── MATERIAL PROVIDED
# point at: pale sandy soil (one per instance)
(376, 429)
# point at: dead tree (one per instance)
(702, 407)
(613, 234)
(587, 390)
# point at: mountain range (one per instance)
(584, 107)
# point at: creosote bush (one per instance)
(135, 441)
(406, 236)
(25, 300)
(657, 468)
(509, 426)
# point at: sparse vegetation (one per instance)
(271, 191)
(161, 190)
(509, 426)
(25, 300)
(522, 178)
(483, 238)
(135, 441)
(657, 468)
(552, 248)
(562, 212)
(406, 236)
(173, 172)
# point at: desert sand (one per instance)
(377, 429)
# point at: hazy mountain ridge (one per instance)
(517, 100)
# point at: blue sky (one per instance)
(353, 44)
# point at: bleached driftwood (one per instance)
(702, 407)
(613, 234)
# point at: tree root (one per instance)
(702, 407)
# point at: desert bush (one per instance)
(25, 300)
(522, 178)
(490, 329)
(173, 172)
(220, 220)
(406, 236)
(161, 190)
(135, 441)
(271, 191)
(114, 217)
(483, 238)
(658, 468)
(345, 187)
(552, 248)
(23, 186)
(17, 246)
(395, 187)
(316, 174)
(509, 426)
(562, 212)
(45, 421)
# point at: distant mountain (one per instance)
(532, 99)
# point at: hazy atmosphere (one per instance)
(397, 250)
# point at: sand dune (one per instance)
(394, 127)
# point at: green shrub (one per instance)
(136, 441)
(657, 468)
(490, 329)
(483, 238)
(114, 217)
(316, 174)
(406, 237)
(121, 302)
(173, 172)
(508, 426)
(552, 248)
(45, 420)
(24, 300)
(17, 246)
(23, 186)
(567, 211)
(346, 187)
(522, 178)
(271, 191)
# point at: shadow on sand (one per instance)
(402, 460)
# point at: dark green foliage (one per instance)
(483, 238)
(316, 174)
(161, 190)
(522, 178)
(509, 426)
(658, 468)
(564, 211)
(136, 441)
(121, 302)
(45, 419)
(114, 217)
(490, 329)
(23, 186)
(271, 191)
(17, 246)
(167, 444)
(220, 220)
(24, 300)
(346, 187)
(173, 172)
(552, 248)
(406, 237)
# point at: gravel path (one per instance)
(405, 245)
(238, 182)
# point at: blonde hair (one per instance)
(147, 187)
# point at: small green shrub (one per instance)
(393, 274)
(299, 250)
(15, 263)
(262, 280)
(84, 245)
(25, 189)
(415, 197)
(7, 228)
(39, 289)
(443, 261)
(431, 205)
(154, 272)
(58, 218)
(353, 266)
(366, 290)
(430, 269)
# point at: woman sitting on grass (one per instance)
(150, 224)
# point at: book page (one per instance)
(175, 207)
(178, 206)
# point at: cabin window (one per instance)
────
* [WHAT IS NEEDED]: Return the whole listing exactly.

* [THE REPLY]:
# point at: pale sandy soil (one per instance)
(376, 429)
# point at: dead tree (one per instance)
(702, 407)
(613, 234)
(587, 390)
# point at: mountain range (one per instance)
(584, 107)
# point at: creosote bush (one per instance)
(135, 441)
(406, 236)
(25, 300)
(657, 468)
(509, 426)
# point at: sparse vegetation (one per instance)
(271, 191)
(161, 190)
(509, 426)
(25, 300)
(522, 178)
(483, 238)
(135, 441)
(657, 468)
(552, 248)
(562, 212)
(406, 236)
(173, 172)
# point at: desert sand (one per instance)
(377, 429)
# point at: hazy mountain ridge (one per instance)
(517, 100)
# point at: blue sky (one per instance)
(353, 44)
# point at: bleached driftwood (one per instance)
(702, 407)
(613, 234)
# point at: tree root (one per instance)
(702, 407)
# point at: desert bush (one per instance)
(25, 300)
(522, 178)
(490, 329)
(173, 172)
(220, 220)
(406, 236)
(161, 190)
(135, 441)
(271, 191)
(114, 217)
(483, 238)
(658, 468)
(345, 187)
(552, 248)
(23, 186)
(17, 246)
(395, 187)
(316, 174)
(509, 426)
(562, 212)
(45, 421)
# point at: distant mountain (one per instance)
(532, 99)
# point at: hazy atmosphere (one per instance)
(397, 250)
# point at: sand dune (one per instance)
(394, 127)
# point at: green shrub (one per instance)
(136, 441)
(657, 468)
(490, 329)
(483, 238)
(114, 217)
(316, 174)
(406, 237)
(121, 302)
(173, 172)
(508, 426)
(552, 248)
(45, 420)
(24, 300)
(17, 246)
(23, 186)
(567, 211)
(346, 187)
(522, 178)
(271, 191)
# point at: shadow on sand (one per instance)
(402, 460)
# point at: dark green foliage (one per instance)
(483, 238)
(316, 174)
(161, 190)
(522, 178)
(509, 426)
(658, 468)
(564, 211)
(136, 441)
(121, 302)
(45, 419)
(114, 217)
(490, 329)
(23, 186)
(271, 191)
(17, 246)
(167, 444)
(220, 220)
(24, 300)
(346, 187)
(173, 172)
(552, 248)
(406, 237)
# point at: gravel path (one per instance)
(405, 245)
(238, 182)
# point at: blonde hair (one per instance)
(147, 187)
# point at: small green shrub (one per instance)
(393, 274)
(299, 250)
(15, 263)
(262, 280)
(84, 245)
(25, 189)
(415, 197)
(7, 228)
(39, 289)
(443, 261)
(431, 205)
(154, 272)
(58, 218)
(353, 266)
(366, 290)
(430, 269)
# point at: woman sitting on grass (one per instance)
(150, 224)
# point at: book page (one per instance)
(175, 207)
(178, 206)
# point at: cabin window (one per instance)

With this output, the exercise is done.